==== Source ====

# newbie (bow maker)



## bowskin (Jul 12, 2011)

Hi everyone. New guy here. My name is Joshua. I'm a wood bowmaker (bowyer) and father is a cabinet maker. between us we have some interesting discussions, some of them heated, and some of them, well sometimes it's just best to get other input as well.

Lately it's been a discussion on some of my new forms, an scribing a dead straight line on a curvy (recurve) peice of wood. it has to be a Dead striaght line, variances allow for wood twist. each of us has some interesting ideas, and before I go into to much detail I'd love to see if this subject generates any interest


----------



## johnep (Apr 12, 2007)

Well show us some pics then.
johnep


----------



## woodnthings (Jan 24, 2009)

*BW you watchin' this one?*

BWSmith is one of our bow makers here and will have some thoughts for sure.  bill


----------



## BWSmith (Aug 24, 2010)

First of all,welcome.

====

▶ _Given task 1_: Summarize the forum thread in three sentences.
The forum thread and the rows come from unrelated sources.

==== Records supplied ====

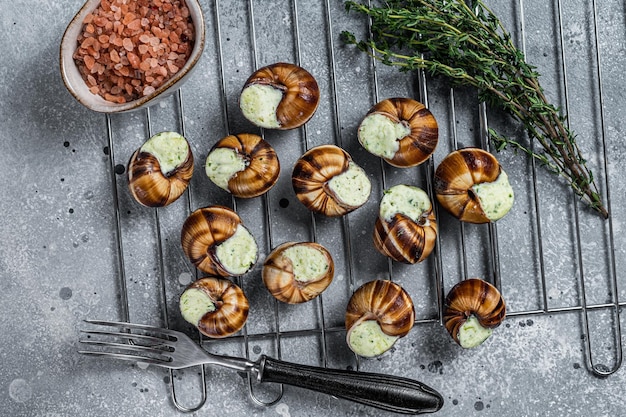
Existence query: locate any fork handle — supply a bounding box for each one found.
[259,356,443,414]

====
==== Records supplied ====

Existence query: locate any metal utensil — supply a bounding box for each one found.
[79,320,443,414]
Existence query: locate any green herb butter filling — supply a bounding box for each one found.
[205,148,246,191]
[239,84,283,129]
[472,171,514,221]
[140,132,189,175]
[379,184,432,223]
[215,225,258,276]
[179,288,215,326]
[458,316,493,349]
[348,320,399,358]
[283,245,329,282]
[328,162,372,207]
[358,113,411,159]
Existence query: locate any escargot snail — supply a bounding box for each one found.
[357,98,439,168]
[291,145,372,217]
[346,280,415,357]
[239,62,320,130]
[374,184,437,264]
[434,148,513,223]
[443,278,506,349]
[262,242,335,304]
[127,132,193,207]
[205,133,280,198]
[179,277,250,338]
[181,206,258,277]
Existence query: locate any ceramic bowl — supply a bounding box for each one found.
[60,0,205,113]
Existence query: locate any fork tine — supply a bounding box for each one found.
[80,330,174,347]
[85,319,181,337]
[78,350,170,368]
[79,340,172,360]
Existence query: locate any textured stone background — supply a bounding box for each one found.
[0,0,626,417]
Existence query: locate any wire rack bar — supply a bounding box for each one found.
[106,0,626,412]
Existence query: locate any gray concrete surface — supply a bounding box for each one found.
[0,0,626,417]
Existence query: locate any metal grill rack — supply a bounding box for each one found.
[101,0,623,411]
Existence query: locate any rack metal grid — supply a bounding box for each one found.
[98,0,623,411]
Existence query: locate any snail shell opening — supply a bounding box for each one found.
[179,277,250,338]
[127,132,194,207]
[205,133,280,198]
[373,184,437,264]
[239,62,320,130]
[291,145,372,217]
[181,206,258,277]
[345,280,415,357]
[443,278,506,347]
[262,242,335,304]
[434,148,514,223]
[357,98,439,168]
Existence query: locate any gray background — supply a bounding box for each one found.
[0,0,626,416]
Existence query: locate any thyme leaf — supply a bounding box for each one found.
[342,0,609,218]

====

▶ _Given task 2_: In the rows, echo the part that opens with the line containing "Existence query: locate any snail" and closes with the line containing "[0,0,626,416]", including both of those lines.

▶ _Final answer 1_: A new member named Joshua introduces himself as a wood bowmaker whose father is a cabinet maker, and he says their discussions sometimes get heated enough that outside input helps. Their latest debate concerns scribing a dead straight line on a curved recurve piece of wood, and he wants to see whether the subject draws interest before going into detail. One reply asks him to post pictures, another says that BWSmith is one of the forum's bow makers, and BWSmith begins by welcoming him.

▶ _Final answer 2_:
Existence query: locate any snail shell opening — supply a bounding box for each one found.
[179,277,250,338]
[127,132,194,207]
[205,133,280,198]
[373,184,437,264]
[239,62,320,130]
[291,145,372,217]
[181,206,258,277]
[345,280,415,357]
[443,278,506,347]
[262,242,335,304]
[434,148,514,223]
[357,98,439,168]
Existence query: locate any gray background — supply a bounding box for each one found.
[0,0,626,416]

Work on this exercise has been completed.